> **PROBLEM REQUIREMENTS**
The answer must be a single number: the count of lines in the records below that contain the word "handle".

*** Block opens ***

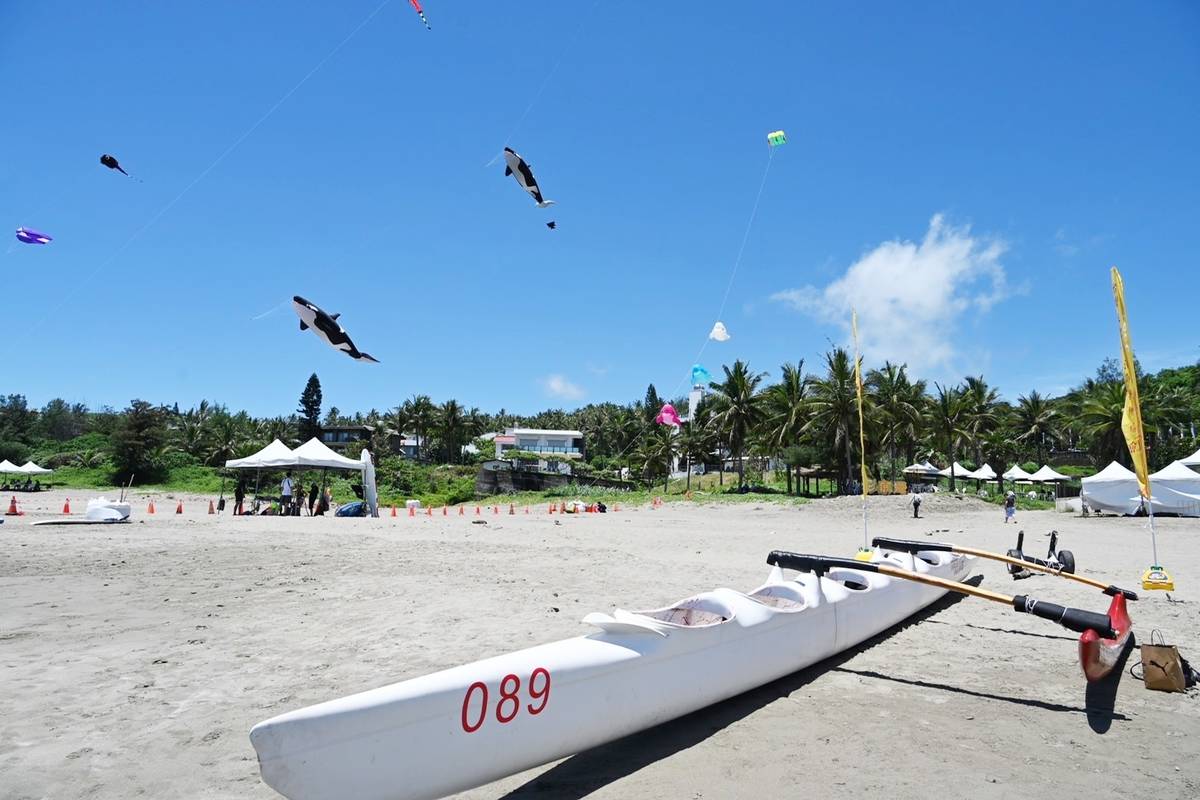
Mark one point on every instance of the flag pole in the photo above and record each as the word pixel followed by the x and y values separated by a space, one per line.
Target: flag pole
pixel 1156 577
pixel 864 552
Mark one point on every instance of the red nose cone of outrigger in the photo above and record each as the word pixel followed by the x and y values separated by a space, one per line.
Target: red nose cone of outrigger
pixel 1097 655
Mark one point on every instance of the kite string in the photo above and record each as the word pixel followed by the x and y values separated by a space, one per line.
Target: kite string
pixel 79 284
pixel 545 82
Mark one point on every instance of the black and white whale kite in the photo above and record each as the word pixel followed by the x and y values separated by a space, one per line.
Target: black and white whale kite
pixel 327 329
pixel 520 170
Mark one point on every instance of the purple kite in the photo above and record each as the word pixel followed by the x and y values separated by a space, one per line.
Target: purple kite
pixel 669 416
pixel 31 236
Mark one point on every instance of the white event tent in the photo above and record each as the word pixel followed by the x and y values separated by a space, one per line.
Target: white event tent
pixel 1047 475
pixel 1176 489
pixel 274 456
pixel 1017 474
pixel 984 473
pixel 1114 488
pixel 311 455
pixel 958 469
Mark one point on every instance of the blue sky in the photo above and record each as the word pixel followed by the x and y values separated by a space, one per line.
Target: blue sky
pixel 964 174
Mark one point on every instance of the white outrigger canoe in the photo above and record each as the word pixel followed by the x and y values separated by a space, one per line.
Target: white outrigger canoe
pixel 463 727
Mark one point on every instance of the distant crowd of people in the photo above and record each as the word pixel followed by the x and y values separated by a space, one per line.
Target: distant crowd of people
pixel 292 501
pixel 28 486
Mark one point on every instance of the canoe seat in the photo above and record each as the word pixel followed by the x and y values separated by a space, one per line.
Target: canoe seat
pixel 779 596
pixel 695 612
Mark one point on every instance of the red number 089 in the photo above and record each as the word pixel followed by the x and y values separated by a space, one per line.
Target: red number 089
pixel 509 705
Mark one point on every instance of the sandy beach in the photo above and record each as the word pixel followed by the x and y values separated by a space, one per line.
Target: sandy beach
pixel 136 657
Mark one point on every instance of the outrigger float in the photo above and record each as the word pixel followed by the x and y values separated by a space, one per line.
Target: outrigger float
pixel 463 727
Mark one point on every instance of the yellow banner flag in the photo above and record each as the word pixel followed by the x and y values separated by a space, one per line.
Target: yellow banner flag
pixel 1131 419
pixel 858 385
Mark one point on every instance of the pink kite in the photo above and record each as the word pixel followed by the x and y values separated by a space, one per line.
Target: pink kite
pixel 669 416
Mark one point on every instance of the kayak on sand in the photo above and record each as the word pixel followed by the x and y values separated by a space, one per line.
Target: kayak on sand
pixel 463 727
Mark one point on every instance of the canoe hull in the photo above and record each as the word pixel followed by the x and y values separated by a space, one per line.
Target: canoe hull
pixel 463 727
pixel 1098 656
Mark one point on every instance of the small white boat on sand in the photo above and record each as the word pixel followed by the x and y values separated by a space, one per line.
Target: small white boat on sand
pixel 463 727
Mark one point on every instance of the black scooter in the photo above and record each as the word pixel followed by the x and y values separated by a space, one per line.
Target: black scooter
pixel 1056 559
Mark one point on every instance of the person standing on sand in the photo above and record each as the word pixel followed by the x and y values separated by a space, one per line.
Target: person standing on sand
pixel 286 493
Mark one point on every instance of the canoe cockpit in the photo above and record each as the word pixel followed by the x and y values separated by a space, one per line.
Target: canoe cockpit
pixel 700 611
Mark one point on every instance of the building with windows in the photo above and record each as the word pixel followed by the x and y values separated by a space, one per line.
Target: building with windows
pixel 342 438
pixel 555 449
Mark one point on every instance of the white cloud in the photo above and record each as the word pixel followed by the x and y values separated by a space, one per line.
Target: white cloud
pixel 911 296
pixel 559 386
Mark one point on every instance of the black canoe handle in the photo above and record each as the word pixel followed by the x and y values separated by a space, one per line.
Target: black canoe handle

*** Block closes ***

> **WRITTEN ANSWER**
2